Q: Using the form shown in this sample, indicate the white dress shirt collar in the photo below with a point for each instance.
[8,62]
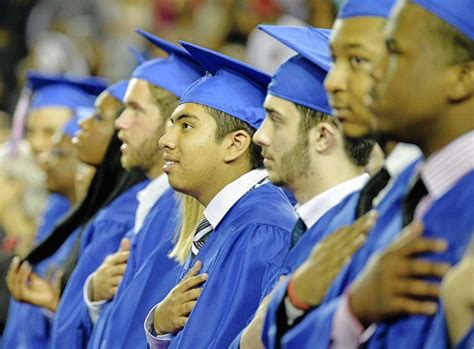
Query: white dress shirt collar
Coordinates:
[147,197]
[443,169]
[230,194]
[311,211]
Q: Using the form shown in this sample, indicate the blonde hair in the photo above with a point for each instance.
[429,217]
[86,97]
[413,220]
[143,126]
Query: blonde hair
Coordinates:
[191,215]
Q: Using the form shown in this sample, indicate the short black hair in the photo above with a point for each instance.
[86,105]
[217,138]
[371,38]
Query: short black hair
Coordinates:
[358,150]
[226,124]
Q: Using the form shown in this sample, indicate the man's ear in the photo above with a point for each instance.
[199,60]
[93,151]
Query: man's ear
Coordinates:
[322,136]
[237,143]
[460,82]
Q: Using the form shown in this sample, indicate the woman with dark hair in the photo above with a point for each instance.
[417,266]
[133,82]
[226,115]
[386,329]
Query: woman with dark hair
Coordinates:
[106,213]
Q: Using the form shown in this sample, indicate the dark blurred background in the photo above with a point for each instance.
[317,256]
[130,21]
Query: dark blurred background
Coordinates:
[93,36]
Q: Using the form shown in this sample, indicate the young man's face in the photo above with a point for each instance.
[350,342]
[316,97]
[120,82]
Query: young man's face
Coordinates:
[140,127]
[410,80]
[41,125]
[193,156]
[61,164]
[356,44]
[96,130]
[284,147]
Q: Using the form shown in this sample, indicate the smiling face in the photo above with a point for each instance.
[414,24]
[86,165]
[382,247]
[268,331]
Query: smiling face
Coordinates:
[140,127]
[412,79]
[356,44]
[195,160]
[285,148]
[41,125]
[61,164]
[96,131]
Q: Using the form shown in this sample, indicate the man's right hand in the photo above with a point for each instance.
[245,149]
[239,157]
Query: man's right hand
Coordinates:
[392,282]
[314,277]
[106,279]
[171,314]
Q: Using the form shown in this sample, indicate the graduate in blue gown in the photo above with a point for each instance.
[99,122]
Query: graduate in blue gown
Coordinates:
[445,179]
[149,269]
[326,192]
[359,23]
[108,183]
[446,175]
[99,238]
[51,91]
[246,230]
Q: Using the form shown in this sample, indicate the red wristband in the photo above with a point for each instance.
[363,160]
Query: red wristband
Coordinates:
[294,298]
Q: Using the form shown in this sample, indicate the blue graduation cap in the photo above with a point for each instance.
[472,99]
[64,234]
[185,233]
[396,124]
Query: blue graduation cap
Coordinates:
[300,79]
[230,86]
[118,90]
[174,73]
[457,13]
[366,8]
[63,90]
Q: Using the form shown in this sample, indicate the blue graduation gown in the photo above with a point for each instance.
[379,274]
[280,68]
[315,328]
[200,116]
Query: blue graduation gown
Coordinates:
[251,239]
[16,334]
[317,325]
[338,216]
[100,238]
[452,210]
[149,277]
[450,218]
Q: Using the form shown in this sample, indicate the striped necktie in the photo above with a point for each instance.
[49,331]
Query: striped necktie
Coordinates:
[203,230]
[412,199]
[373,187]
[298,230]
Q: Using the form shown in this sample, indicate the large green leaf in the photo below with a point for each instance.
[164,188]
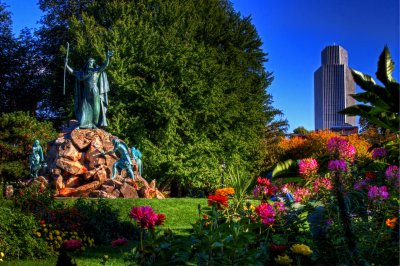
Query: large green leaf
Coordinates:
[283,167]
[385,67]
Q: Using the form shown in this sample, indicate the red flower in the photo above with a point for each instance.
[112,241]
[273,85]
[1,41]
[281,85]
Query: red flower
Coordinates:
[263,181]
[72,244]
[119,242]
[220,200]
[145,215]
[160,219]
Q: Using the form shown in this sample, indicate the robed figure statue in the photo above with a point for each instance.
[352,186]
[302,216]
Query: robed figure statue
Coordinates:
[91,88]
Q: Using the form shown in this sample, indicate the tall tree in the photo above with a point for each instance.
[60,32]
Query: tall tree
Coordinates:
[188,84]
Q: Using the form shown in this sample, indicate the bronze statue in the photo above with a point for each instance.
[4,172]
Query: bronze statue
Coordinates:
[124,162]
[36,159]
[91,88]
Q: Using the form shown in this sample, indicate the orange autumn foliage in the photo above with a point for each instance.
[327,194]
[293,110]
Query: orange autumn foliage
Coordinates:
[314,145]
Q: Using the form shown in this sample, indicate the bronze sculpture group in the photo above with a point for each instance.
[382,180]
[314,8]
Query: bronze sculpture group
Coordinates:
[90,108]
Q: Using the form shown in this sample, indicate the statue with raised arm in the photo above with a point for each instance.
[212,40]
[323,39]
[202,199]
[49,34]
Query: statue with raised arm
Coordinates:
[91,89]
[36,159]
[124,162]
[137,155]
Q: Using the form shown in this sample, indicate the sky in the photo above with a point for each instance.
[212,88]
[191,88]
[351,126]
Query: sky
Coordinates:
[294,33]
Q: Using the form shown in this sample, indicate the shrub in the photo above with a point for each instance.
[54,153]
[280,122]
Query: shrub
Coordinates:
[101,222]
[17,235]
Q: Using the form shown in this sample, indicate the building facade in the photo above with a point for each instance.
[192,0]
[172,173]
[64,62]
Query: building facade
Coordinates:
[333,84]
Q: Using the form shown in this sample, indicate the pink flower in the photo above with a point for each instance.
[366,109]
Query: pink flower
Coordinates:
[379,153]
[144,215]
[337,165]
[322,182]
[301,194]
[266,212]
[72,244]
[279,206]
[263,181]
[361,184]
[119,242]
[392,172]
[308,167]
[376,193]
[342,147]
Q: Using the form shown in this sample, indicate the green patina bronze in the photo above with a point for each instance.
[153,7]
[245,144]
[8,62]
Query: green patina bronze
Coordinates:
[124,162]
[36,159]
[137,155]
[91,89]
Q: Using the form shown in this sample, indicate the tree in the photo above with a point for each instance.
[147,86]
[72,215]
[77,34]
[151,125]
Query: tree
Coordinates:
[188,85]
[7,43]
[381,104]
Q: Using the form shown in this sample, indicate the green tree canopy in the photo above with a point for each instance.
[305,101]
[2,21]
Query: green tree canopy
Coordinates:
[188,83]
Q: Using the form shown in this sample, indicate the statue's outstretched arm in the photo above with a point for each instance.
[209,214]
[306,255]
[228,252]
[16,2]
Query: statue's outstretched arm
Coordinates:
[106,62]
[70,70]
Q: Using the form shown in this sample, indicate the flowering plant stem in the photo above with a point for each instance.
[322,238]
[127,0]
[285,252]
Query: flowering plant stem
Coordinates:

BRIEF: What you should return is the exact text of every line from the top of the entries through the line with "Q: Using the form shown in this sample, indicate the blonde", pictures removed.

RESPONSE BOX:
Q: Using the form shown in this sample, indicate the white dress shirt collar in the photo below with a point for each instance.
[8,62]
Query: white dress shirt collar
Coordinates:
[147,197]
[443,169]
[230,194]
[311,211]
Q: Using the form shown in this sample, indicate the blonde hair in the photo above with a point for each instance.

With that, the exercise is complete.